## Data supplied
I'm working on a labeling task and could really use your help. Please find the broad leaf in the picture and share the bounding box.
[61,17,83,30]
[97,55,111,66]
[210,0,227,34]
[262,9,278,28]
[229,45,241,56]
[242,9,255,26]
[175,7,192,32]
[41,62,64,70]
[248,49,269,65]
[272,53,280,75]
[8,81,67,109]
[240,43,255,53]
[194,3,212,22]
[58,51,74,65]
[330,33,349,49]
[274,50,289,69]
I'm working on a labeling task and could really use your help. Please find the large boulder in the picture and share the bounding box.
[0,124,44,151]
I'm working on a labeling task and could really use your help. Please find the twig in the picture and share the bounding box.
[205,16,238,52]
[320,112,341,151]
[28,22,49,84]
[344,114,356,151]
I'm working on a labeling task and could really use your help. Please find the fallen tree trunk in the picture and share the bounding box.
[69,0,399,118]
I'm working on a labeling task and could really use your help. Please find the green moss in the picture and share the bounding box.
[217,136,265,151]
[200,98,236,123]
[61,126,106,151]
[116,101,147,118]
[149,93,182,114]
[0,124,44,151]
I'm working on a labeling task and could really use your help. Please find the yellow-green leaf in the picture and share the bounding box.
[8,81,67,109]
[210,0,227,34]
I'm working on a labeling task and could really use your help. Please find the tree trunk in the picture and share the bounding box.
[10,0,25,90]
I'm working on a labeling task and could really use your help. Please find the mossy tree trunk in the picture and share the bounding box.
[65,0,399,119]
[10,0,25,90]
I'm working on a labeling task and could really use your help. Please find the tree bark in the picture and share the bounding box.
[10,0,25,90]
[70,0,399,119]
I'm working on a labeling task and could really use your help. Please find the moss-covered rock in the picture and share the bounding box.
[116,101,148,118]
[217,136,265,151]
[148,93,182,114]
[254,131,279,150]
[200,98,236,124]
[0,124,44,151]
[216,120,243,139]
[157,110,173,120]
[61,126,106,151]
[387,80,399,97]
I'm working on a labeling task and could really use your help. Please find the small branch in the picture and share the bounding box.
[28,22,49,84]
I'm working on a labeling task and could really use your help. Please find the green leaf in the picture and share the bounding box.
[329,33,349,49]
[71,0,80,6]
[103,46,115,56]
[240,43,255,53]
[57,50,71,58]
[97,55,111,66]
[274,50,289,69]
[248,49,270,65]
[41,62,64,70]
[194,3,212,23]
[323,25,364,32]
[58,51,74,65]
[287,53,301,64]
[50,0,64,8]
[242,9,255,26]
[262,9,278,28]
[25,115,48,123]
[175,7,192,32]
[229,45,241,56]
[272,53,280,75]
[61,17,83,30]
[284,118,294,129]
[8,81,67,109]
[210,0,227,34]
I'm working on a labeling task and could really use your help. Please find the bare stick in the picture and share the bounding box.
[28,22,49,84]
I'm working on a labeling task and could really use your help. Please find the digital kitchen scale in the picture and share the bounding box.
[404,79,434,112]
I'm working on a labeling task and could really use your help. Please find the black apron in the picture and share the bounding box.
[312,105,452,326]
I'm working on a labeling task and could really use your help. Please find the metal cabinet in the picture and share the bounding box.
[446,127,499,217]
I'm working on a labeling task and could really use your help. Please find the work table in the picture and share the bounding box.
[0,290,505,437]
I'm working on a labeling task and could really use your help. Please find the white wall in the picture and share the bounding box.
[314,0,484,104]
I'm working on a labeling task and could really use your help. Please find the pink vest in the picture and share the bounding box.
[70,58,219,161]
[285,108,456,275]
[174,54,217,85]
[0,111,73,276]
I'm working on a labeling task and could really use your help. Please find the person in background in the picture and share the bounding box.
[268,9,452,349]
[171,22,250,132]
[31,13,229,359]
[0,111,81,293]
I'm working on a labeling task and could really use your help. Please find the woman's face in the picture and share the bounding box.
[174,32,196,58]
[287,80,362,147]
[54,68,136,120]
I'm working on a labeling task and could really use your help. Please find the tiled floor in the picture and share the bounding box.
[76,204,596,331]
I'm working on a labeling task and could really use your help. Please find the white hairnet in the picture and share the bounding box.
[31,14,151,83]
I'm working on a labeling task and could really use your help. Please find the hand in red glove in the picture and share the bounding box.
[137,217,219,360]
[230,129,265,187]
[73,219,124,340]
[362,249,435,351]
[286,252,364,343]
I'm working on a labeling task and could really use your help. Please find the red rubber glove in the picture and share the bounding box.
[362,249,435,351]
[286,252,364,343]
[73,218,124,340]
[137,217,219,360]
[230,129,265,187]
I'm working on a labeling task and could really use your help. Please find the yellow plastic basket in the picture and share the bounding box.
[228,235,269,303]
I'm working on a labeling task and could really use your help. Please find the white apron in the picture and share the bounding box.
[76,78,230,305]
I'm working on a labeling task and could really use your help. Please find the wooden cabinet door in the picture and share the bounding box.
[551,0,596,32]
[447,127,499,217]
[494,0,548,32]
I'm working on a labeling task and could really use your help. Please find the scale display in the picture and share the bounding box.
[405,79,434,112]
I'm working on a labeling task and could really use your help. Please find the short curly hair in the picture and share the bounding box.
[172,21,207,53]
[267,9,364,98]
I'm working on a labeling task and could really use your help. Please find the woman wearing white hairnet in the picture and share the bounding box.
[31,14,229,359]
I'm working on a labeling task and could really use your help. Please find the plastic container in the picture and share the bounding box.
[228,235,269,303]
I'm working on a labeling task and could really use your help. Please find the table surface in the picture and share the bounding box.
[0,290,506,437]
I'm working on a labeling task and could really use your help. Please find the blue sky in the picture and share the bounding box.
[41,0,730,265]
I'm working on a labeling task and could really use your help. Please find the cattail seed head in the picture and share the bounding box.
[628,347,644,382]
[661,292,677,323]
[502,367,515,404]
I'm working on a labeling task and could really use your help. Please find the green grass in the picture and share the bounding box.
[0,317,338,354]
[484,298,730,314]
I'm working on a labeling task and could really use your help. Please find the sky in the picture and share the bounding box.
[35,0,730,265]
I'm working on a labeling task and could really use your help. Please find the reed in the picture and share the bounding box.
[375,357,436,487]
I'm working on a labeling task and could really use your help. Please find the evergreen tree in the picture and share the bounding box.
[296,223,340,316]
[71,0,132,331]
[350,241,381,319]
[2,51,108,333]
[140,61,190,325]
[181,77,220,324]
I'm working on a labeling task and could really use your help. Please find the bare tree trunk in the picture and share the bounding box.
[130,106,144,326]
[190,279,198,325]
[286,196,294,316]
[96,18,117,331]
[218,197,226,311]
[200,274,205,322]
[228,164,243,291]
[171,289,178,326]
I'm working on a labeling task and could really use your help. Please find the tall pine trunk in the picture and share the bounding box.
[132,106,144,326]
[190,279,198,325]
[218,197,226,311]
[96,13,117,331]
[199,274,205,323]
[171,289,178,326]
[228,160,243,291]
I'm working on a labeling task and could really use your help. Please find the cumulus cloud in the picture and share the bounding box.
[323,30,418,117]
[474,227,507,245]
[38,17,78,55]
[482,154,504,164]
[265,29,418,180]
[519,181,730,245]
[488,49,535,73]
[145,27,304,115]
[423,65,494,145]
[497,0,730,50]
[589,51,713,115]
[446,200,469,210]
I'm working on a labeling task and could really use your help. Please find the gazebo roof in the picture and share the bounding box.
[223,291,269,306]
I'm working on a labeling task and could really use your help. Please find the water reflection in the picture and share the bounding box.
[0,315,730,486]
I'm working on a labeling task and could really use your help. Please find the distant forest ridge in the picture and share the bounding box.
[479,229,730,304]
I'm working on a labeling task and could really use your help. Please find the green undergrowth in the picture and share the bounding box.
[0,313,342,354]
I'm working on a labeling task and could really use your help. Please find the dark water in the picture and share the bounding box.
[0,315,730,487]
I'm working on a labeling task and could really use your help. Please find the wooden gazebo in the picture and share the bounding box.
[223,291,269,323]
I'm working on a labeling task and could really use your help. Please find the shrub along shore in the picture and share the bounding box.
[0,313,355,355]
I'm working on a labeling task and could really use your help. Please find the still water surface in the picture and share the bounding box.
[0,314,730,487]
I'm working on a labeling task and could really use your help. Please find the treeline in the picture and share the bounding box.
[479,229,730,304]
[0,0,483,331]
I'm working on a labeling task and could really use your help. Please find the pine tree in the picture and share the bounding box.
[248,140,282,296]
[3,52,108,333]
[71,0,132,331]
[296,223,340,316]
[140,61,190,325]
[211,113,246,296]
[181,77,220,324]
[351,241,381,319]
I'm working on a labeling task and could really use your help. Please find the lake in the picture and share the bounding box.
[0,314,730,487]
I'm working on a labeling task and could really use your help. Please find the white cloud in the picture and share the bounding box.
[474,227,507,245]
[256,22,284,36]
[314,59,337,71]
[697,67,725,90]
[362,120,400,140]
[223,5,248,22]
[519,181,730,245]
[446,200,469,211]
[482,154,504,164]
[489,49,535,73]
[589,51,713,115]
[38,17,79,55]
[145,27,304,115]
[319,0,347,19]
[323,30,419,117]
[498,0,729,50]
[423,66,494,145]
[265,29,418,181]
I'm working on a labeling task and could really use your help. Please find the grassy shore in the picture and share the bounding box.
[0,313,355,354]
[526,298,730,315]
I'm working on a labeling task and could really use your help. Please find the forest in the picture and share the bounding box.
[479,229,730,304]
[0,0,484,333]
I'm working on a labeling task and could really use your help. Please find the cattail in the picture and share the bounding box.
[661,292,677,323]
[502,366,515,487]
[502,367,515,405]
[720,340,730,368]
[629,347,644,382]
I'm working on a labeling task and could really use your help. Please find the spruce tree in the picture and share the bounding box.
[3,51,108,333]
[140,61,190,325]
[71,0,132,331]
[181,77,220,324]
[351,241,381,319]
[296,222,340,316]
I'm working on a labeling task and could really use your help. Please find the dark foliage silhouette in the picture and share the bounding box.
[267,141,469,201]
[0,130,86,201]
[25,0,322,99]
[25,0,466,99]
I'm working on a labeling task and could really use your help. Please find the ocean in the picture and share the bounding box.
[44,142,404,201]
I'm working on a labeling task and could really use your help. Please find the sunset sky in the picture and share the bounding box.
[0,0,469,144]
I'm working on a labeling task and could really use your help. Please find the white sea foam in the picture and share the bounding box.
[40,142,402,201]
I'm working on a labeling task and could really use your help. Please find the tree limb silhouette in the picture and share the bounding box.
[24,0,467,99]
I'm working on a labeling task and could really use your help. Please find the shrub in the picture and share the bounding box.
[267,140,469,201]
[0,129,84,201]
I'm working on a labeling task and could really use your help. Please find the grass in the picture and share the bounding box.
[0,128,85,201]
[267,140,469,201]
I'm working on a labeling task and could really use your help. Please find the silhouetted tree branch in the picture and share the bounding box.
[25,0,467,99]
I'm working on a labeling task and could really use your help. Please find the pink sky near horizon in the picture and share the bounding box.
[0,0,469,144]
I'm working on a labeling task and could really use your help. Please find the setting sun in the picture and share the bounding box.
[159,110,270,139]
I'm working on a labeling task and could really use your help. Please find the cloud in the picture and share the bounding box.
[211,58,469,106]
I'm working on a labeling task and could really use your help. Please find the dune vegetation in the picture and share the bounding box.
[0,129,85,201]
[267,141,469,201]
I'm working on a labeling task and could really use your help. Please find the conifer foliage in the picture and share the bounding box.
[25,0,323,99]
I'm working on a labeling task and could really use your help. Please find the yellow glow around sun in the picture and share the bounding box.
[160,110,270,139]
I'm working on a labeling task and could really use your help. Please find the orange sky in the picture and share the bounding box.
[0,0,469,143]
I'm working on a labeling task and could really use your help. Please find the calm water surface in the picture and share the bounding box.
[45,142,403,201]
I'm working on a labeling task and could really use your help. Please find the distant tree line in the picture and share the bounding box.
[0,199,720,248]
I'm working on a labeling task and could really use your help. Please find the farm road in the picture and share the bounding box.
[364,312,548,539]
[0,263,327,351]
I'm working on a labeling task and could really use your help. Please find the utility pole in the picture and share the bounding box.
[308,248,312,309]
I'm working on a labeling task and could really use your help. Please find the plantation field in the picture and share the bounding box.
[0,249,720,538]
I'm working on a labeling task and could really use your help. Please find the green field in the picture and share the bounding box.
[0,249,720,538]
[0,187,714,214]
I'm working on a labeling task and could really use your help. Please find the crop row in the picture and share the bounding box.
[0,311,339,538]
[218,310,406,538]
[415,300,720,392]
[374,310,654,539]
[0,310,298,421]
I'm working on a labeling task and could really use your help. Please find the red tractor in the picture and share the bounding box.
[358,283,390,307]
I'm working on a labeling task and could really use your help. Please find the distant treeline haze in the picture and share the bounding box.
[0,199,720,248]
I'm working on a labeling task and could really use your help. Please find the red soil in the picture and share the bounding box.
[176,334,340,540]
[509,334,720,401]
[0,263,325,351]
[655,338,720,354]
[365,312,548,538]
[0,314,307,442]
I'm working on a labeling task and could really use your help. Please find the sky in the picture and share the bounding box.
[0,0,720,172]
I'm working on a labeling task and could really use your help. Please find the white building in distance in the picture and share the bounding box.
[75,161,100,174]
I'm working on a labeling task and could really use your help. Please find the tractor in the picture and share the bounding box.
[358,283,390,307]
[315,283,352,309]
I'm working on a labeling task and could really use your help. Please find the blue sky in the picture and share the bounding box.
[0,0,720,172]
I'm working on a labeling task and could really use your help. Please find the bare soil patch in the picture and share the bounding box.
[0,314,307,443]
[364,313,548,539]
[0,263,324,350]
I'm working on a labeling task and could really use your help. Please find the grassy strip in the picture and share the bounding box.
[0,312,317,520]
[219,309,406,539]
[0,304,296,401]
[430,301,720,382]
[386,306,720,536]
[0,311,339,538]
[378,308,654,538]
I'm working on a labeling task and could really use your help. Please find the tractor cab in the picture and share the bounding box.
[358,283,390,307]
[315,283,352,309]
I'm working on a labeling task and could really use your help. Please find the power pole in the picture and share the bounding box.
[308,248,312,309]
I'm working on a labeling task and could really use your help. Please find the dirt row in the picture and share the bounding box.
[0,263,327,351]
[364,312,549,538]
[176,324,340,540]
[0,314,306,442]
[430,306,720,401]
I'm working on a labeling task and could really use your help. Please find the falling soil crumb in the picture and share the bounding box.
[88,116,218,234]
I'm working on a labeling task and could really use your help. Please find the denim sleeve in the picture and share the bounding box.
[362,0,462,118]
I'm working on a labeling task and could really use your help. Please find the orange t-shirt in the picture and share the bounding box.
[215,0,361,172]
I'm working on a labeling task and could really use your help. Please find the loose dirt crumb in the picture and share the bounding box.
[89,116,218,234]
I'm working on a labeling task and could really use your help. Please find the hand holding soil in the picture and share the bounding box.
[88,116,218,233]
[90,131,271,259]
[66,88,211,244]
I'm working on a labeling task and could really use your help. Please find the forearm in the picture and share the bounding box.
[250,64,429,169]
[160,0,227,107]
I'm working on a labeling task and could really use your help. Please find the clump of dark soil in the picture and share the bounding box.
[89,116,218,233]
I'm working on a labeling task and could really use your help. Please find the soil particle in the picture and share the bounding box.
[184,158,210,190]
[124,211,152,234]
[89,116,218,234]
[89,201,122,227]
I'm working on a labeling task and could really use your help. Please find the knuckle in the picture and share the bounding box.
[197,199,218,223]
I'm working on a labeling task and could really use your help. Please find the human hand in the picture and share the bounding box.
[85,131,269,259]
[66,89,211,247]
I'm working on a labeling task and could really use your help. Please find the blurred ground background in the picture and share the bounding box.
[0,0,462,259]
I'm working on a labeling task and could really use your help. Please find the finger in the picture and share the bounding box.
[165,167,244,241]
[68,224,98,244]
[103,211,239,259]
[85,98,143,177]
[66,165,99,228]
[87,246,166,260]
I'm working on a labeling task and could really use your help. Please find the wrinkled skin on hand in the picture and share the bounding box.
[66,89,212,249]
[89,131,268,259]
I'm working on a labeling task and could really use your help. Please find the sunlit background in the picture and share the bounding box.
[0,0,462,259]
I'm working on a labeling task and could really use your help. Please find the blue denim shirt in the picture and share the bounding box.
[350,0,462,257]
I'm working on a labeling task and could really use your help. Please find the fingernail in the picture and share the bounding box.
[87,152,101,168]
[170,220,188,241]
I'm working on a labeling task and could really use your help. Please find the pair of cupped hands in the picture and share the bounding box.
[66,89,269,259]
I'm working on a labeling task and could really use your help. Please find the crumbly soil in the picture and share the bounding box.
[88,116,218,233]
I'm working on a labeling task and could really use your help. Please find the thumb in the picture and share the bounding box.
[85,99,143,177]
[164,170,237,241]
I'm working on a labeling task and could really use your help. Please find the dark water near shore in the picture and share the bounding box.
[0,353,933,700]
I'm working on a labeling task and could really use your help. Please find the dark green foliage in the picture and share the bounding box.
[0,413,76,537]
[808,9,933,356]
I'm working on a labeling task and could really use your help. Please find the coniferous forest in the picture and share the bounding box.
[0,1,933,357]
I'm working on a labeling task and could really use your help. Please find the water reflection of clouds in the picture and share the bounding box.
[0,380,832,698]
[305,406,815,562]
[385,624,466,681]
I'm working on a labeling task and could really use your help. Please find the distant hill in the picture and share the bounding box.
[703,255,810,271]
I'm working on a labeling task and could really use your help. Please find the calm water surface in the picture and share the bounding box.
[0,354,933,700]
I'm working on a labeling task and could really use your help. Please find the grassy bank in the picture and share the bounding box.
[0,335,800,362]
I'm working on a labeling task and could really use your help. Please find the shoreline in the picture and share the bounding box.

## Task
Reproduce the lines of the material above, starting at the line containing "find the moss-covered" and ending at the line containing "[387,80,399,97]", with both of those lines included.

## Task response
I'm working on a labeling task and could really use your help. Please find the moss-covered rock in the picture and share the bounding box.
[116,101,148,118]
[217,136,265,151]
[148,93,182,114]
[254,131,279,150]
[200,98,236,124]
[0,124,44,151]
[216,120,243,139]
[157,110,173,120]
[61,126,106,151]
[387,80,399,97]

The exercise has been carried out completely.